• Records from a dataset
★ ★ ★ ★

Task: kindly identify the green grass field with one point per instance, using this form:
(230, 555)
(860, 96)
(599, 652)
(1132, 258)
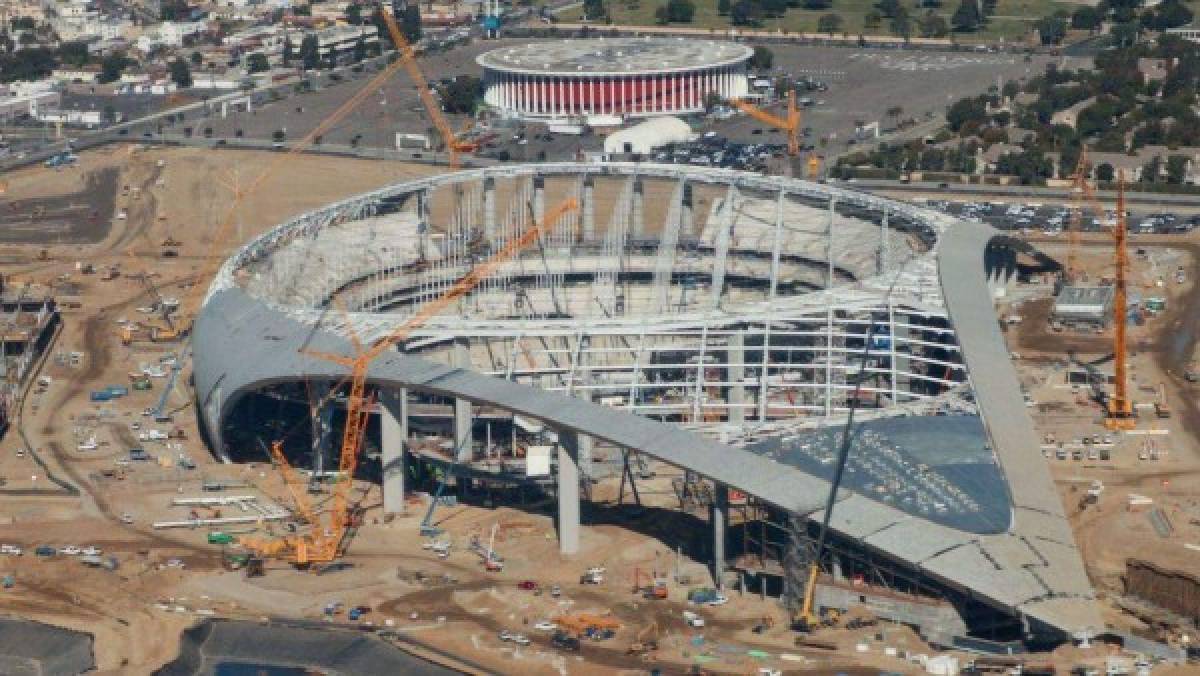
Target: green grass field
(1013, 19)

★ ★ ★ ★

• Exercise requirements
Set down the records again verbatim, with no pictures.

• Output for this exercise
Task: kindly identify the green grass field with one point per instance, using this form:
(230, 555)
(860, 96)
(599, 652)
(1132, 258)
Target: green grass field
(1013, 19)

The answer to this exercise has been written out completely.